[start PROVIDED MATERIAL]

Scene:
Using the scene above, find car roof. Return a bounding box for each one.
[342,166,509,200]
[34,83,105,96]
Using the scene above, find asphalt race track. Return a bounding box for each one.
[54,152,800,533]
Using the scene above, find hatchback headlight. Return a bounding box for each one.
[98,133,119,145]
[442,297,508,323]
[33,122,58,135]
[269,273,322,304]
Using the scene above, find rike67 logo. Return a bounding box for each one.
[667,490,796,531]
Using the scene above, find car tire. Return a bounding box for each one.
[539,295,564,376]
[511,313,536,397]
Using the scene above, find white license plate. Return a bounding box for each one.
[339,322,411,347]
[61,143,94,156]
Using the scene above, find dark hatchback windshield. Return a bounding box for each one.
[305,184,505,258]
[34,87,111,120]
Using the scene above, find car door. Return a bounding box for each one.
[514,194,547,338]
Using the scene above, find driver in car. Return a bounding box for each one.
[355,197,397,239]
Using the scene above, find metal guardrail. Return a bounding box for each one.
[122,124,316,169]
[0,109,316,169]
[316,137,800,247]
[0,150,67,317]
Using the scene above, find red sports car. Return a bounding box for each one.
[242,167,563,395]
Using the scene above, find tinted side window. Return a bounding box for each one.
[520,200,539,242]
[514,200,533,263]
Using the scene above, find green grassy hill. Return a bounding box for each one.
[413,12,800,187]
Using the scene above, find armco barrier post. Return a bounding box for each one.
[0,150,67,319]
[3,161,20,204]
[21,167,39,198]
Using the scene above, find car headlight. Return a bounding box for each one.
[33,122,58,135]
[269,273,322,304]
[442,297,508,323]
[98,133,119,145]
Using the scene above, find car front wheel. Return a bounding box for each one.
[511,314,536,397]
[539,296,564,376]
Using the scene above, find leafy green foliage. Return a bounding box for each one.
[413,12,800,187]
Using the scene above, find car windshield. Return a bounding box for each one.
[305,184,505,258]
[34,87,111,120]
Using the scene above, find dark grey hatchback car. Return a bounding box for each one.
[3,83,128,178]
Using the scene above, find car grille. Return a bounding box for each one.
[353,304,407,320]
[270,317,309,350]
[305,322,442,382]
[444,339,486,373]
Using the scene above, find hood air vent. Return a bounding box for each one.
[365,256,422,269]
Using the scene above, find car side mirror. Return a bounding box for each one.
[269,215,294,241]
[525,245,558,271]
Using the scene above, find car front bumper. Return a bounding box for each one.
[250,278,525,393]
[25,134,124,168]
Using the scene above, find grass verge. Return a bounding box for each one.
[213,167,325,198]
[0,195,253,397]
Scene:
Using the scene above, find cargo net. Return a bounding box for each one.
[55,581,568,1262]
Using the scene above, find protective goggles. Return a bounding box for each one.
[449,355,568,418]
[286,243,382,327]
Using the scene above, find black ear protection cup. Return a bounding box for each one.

[end PROVIDED MATERIAL]

Begin at the line that has "Using the scene above, find metal" and stop after the line that has "[242,167,563,395]". Write those lines out again, requests included, and shift every bounding box coordinate by adding -117 to it.

EXERCISE ANSWER
Using the scene above, find metal guardrail. Return a bounding box for each one.
[5,7,199,52]
[-117,-8,199,52]
[199,20,683,130]
[-117,33,-50,200]
Using the scene above, find red sports car. Return a bounding box for each one.
[125,50,446,278]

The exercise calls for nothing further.